Run through the data and copy out every line that mentions the word "keypoint".

▼▼▼

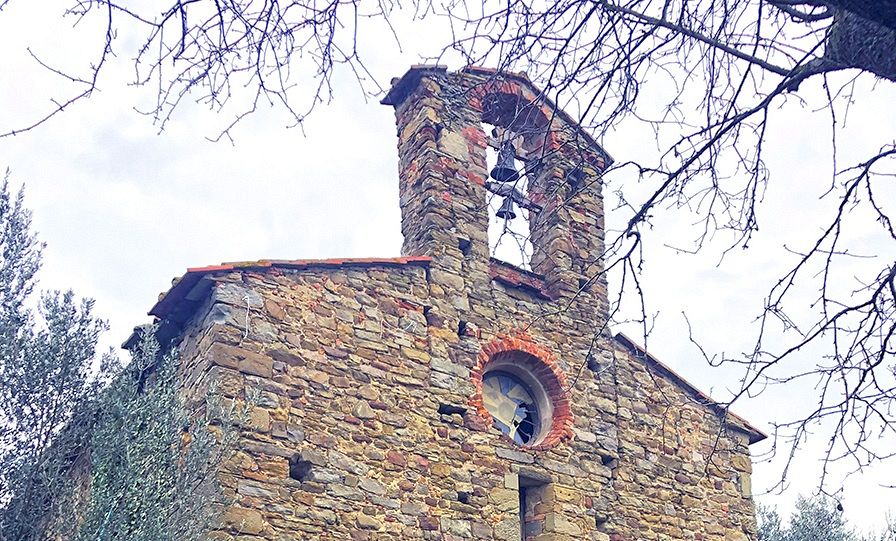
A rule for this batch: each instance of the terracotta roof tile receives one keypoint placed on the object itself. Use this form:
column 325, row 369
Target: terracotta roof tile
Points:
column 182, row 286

▲▲▲
▼▼▼

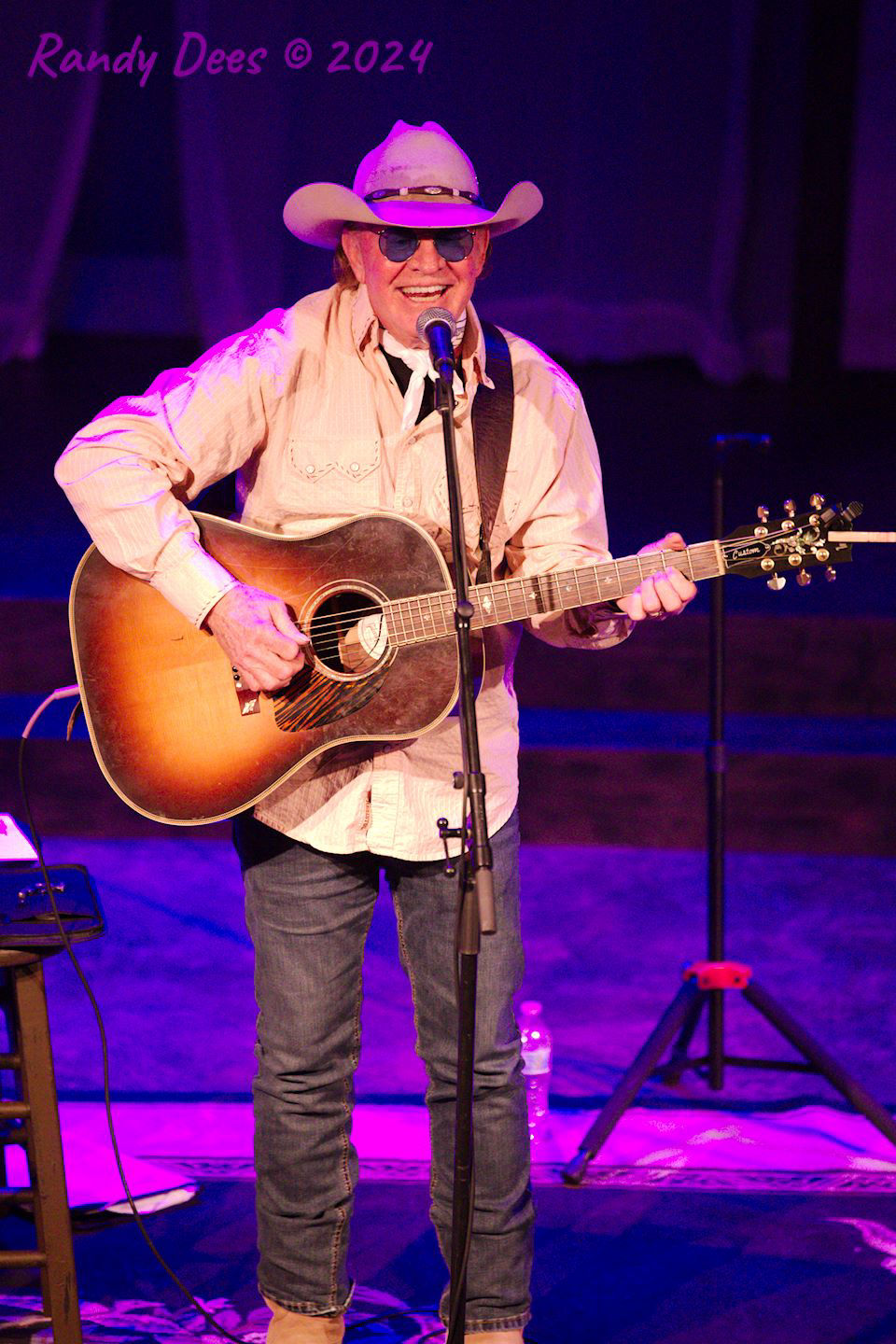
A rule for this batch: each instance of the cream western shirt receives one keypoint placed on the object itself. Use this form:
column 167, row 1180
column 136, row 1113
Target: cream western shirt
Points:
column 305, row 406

▲▲▲
▼▼▼

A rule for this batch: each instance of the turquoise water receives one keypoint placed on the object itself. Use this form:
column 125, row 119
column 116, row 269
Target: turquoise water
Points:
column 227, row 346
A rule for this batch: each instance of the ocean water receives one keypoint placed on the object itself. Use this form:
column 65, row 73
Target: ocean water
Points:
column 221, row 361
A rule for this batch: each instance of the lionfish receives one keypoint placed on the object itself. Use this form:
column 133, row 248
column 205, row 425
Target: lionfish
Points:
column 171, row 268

▲▲▲

- [Answer for this exercise]:
A rule for this batch: each instance of the terracotta roof tile receives one keypoint placed on the object itself. Use this form:
A rule for this batch: each instance of the cream western shirt receives one keypoint placed on the object itself. Use this form:
A rule for this batch: each instance of the turquoise water receives one keypoint placed on the object itself. Use this form:
A rule for this batch: each instance of the ocean water receives one keypoint placed on the object itself. Use this form:
A rule for this batch: each instance of the lionfish receives one keypoint placed on the object itself. Use this form:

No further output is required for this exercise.